Translating SK.mod into /home/ping/bmtk_change/bmtk/docs/tutorial/sim_ch02/components/mechanisms/x86_64/SK.c
Translating vecevent.mod into /home/ping/bmtk_change/bmtk/docs/tutorial/sim_ch02/components/mechanisms/x86_64/vecevent.c
Notice: VERBATIM blocks are not thread safe
Thread Safe
 -> Compiling K_T.c
 -> Compiling Kv2like.c
 -> Compiling Kv3_1.c
 -> Compiling Nap.c
 -> Compiling NaTa.c
 -> Compiling NaTs.c
 -> Compiling NaV.c
 -> Compiling SK.c
 -> Compiling vecevent.c
 => LINKING shared library ./libnrnmech.so
Successfully created x86_64/special

The last thing that we need to do is to update the configuration file to read “thalamus_spikes.csv”. To do so we open simulation_config.json in a text editor and add the following to the input section.

→ **EXERCISE DATA**:
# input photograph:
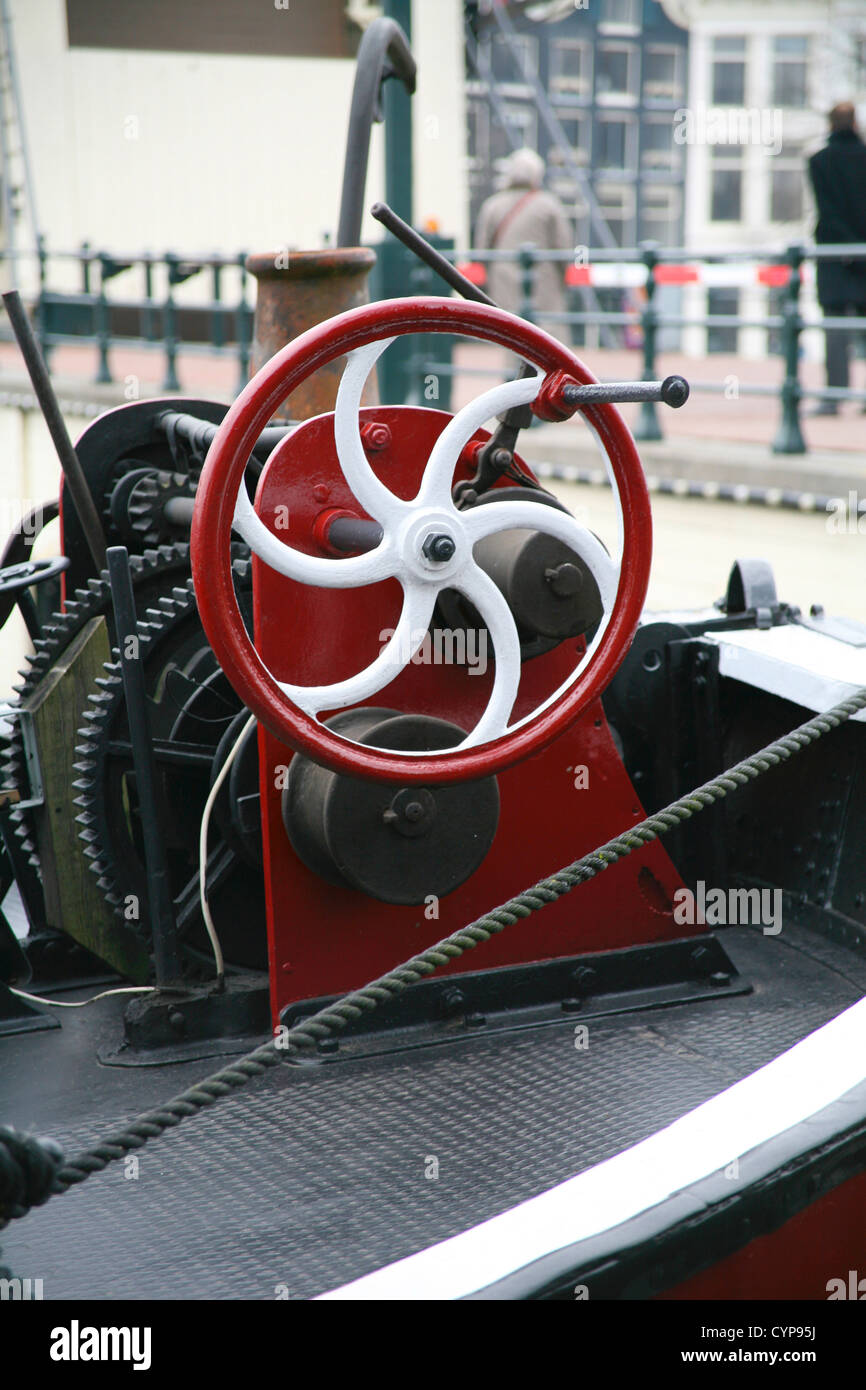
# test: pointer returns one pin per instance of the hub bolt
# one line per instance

--

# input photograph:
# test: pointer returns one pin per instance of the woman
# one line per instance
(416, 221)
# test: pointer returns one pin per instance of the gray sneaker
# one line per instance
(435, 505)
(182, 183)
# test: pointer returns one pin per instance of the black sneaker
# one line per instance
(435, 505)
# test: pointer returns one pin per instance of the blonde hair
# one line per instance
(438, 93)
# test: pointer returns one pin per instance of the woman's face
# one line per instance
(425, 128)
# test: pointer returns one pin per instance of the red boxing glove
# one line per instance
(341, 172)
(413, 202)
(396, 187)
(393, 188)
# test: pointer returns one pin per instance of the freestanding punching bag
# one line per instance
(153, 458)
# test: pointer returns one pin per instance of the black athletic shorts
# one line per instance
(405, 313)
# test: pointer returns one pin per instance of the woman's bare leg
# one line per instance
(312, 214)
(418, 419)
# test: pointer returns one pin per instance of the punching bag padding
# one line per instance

→ **REQUIRED WORK**:
[A] Answer these questions about the tutorial excerpt, marking each answer (i), (ii), (iii) to match:
(i) Into what file path is SK.mod translated?
(ii) What shared library is linked?
(iii) Which file is opened in a text editor, and to which section is something added?
[B] Which lines of the records contain the word "sneaker"? Copy each one, treating uppercase and lowercase as different.

→ **ANSWERS TO THE EXERCISES**:
[A]
(i) /home/ping/bmtk_change/bmtk/docs/tutorial/sim_ch02/components/mechanisms/x86_64/SK.c
(ii) ./libnrnmech.so
(iii) simulation_config.json is opened in a text editor, and something is added to its input section.

[B]
# test: pointer returns one pin per instance of the gray sneaker
# test: pointer returns one pin per instance of the black sneaker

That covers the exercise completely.